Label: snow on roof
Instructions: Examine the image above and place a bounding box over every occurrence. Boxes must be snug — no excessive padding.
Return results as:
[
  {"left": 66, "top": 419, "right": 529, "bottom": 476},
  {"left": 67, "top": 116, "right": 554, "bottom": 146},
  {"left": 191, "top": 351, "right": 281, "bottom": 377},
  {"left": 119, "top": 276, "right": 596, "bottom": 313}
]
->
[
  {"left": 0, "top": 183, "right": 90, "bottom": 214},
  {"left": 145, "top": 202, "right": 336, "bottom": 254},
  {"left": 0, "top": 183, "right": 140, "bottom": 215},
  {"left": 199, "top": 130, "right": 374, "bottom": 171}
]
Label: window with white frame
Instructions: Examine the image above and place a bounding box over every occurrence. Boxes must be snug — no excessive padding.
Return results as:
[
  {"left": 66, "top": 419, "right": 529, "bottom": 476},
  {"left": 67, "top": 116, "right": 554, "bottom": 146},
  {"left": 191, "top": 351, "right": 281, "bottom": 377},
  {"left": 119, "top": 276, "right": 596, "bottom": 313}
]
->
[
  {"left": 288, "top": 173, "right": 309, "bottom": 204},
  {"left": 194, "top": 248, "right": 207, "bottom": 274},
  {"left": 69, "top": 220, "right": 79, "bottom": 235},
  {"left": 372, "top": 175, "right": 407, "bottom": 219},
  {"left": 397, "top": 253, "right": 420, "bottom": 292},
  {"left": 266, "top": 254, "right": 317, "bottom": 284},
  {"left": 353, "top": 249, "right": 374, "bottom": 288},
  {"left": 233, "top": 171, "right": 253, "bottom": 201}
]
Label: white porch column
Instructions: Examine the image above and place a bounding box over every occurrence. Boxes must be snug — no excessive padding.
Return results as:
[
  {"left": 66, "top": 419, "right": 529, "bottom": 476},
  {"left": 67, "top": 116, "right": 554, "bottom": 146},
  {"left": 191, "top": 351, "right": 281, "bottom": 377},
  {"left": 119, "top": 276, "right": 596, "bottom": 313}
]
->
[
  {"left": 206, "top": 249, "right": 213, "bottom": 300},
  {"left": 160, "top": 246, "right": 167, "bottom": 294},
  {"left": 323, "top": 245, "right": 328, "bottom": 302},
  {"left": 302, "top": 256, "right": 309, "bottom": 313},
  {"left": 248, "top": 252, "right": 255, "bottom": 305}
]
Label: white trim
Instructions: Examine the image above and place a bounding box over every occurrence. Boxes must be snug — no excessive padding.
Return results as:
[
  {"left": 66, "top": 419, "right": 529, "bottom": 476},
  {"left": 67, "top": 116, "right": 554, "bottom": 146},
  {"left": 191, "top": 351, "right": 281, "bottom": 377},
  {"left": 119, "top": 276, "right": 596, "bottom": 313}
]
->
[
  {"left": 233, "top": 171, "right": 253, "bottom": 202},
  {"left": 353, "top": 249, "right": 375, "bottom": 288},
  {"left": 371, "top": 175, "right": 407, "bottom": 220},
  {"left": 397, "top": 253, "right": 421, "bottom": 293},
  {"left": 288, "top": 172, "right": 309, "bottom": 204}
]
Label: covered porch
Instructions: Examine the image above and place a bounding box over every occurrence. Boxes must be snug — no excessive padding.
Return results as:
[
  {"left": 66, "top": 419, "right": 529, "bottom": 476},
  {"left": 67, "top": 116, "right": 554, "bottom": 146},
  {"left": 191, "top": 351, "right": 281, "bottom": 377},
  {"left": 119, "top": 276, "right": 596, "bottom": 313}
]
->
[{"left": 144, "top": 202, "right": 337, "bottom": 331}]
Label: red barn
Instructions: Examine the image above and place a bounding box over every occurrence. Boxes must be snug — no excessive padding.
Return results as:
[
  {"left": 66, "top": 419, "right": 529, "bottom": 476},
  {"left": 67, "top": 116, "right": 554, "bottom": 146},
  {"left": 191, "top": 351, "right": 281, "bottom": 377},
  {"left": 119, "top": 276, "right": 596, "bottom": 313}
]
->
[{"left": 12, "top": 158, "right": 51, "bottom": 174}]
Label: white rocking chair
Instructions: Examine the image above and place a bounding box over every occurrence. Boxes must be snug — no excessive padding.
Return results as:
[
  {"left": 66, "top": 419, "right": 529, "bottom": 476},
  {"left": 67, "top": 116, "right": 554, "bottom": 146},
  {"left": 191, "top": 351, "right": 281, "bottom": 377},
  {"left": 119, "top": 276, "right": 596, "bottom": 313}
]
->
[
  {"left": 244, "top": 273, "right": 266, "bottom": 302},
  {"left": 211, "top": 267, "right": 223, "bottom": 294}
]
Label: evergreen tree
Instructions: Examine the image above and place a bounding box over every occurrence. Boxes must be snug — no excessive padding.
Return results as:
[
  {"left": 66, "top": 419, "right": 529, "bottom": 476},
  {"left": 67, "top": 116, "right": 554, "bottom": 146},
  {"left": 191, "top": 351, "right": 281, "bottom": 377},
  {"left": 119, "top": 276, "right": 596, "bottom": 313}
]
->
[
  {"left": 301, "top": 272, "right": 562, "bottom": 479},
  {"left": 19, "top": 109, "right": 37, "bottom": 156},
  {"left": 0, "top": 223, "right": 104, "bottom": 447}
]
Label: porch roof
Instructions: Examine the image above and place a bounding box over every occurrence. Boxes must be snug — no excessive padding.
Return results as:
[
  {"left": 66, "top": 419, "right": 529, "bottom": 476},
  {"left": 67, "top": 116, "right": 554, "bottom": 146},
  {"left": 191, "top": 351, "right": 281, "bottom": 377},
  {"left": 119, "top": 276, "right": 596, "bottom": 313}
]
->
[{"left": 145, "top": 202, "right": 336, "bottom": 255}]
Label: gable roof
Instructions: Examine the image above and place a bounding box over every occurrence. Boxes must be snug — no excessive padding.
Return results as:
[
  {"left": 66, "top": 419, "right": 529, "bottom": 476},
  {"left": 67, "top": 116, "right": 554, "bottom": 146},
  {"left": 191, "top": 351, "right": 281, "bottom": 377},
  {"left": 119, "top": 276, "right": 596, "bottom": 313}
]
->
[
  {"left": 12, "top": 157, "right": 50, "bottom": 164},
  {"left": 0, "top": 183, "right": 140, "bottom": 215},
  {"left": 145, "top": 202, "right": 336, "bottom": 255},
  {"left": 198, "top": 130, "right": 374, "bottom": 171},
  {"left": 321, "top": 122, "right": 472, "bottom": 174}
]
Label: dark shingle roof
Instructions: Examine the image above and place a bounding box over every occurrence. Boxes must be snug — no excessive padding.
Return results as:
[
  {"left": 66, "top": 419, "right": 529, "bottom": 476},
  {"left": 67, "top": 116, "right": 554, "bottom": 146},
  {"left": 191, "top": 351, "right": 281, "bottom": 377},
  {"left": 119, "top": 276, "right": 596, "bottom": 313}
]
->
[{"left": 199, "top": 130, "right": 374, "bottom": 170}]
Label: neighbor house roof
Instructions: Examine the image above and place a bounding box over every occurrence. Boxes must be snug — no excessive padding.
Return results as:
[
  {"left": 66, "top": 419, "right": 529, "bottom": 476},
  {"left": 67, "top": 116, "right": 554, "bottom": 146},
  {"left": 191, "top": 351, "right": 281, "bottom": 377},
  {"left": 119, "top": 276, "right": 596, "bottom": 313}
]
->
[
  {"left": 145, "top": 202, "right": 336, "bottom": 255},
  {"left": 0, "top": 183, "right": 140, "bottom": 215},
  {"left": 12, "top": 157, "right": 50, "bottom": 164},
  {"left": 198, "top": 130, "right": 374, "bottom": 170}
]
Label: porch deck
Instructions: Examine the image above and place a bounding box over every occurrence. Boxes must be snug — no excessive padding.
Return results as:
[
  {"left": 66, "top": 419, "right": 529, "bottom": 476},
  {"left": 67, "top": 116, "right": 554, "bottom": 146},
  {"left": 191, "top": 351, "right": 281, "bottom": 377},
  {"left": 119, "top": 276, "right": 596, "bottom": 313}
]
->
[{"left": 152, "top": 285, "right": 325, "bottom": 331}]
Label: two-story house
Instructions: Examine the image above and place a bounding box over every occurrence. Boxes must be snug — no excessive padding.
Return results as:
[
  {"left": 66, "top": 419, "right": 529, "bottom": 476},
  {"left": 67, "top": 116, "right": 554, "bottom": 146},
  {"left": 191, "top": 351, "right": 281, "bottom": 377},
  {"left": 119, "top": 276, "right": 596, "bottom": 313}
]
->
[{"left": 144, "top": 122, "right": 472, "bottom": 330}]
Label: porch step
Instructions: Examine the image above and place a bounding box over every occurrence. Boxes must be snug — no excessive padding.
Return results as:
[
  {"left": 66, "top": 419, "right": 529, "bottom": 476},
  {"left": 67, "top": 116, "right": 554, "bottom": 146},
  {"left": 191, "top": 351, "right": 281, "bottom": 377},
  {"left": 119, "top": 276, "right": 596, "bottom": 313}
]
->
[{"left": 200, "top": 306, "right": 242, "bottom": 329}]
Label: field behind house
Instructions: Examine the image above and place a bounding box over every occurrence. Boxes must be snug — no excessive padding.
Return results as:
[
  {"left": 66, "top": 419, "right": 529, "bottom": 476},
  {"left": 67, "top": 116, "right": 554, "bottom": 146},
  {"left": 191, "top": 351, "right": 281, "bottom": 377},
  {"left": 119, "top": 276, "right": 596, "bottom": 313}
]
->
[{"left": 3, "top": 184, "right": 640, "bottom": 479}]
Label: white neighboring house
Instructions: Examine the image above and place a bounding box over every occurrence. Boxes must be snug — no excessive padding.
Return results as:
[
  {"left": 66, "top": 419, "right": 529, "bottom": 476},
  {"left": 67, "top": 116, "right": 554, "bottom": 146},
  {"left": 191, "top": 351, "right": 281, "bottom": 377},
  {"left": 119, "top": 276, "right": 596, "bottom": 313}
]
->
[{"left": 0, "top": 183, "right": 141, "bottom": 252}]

### Work task
Only lines that include "roof" belong in the answer; return them from the entries above.

### Completed task
Label: snow on roof
Label: porch roof
Label: gable roof
Label: dark shingle roof
Label: neighbor house roof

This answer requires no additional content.